▸ **Exercise aim**
Write out all of the data below word for word, leaving out the pictures.
--------
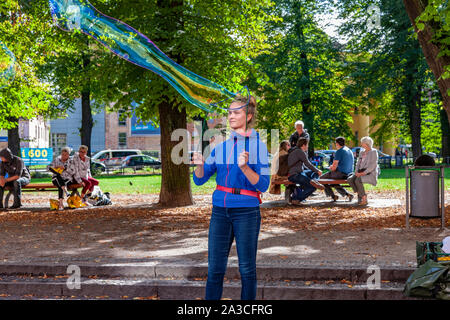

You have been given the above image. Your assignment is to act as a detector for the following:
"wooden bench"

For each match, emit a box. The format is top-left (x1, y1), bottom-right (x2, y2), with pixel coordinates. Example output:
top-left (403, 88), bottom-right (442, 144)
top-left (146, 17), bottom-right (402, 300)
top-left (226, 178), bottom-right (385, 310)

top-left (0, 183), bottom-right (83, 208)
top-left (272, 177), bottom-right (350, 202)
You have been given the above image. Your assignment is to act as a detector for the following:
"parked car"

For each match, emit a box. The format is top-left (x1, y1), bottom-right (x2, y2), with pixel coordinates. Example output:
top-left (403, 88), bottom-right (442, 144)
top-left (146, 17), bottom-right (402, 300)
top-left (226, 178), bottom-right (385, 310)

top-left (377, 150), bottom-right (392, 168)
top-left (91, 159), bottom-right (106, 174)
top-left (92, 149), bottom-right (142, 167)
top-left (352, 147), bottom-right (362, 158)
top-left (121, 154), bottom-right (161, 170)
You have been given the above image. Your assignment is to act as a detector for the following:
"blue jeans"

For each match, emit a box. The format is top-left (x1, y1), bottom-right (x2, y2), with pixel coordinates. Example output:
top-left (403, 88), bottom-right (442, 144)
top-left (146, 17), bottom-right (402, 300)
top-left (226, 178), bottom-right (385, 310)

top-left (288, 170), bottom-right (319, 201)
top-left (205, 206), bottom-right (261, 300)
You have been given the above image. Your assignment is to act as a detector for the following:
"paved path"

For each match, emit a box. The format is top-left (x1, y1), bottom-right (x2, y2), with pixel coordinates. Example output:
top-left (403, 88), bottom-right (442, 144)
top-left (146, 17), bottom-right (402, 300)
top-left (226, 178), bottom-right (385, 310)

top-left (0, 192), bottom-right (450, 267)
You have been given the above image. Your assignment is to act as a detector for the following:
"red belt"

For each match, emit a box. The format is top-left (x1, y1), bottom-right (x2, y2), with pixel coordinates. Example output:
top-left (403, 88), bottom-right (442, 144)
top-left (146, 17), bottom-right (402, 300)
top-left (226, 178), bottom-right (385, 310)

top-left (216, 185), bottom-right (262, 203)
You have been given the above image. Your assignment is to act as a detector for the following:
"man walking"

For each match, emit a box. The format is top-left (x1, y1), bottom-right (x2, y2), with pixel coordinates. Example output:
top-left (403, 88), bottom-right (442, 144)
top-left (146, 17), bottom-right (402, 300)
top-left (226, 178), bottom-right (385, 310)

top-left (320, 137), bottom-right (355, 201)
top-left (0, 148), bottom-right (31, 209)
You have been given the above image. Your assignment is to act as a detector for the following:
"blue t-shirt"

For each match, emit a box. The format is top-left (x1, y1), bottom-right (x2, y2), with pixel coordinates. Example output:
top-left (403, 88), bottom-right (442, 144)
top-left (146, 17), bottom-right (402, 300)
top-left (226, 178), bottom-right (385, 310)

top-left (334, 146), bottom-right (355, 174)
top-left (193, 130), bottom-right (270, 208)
--------
▸ **Exercise output**
You have been given the above image. Your assignment is to act as a detector for the following:
"wooden bench"

For each match, emit a box. The format is top-left (x1, y1), bottom-right (x2, y2), with pixel coordinates. Example output:
top-left (403, 88), bottom-right (442, 144)
top-left (146, 17), bottom-right (402, 300)
top-left (226, 178), bottom-right (385, 310)

top-left (0, 183), bottom-right (83, 208)
top-left (272, 177), bottom-right (350, 202)
You have been given the above image. Your assignment is to act as a detector for the following:
"parked car"

For each match, emit a box. The format is top-left (x1, y1), bottom-right (x2, y2), with pixel coordinates. Example output:
top-left (403, 88), bottom-right (442, 144)
top-left (146, 17), bottom-right (402, 300)
top-left (226, 178), bottom-right (385, 310)

top-left (377, 150), bottom-right (392, 168)
top-left (91, 159), bottom-right (106, 174)
top-left (92, 149), bottom-right (142, 167)
top-left (352, 147), bottom-right (362, 158)
top-left (121, 154), bottom-right (161, 170)
You have been given the above image. Your assignment is to act as a detector for the following:
"blue jeans"

For each match, emit a box. The format is top-left (x1, y1), bottom-right (x2, y2), with pixel coordinates. Example output:
top-left (403, 88), bottom-right (442, 144)
top-left (146, 17), bottom-right (402, 300)
top-left (226, 178), bottom-right (385, 310)

top-left (288, 170), bottom-right (319, 201)
top-left (205, 206), bottom-right (261, 300)
You have been given the above image. Your assignment is to act as a detector for the following:
"paved path"

For each match, emit a box. The format is top-left (x1, y1), bottom-right (x2, y2), with pixel coordinates. Example output:
top-left (403, 88), bottom-right (442, 144)
top-left (146, 17), bottom-right (402, 300)
top-left (226, 178), bottom-right (385, 310)

top-left (0, 192), bottom-right (450, 267)
You have been given the above image. Your assignment is to act as a detector for the following:
"red belt"

For each match, emit a box. The format is top-left (x1, y1), bottom-right (x2, y2), with pixel coordinates. Example output:
top-left (403, 88), bottom-right (442, 144)
top-left (146, 17), bottom-right (402, 300)
top-left (226, 178), bottom-right (385, 310)

top-left (216, 185), bottom-right (262, 203)
You have been given the above image. Your assignment is to act as a detector for the following:
"man walking"

For each match, emit a box. The format is top-left (x1, y1), bottom-right (x2, y2), with pixel coordinates. Example output:
top-left (403, 88), bottom-right (442, 144)
top-left (146, 17), bottom-right (402, 300)
top-left (226, 178), bottom-right (385, 310)

top-left (320, 137), bottom-right (355, 201)
top-left (0, 148), bottom-right (31, 209)
You have been given the above image. Your assignment is to act as a detector for the following:
"blue t-shirt"

For each match, emit a box. The format is top-left (x1, y1), bottom-right (x2, y2), with pixel coordinates. Example output:
top-left (403, 88), bottom-right (442, 144)
top-left (146, 17), bottom-right (402, 300)
top-left (226, 178), bottom-right (385, 310)

top-left (334, 146), bottom-right (355, 174)
top-left (193, 130), bottom-right (270, 208)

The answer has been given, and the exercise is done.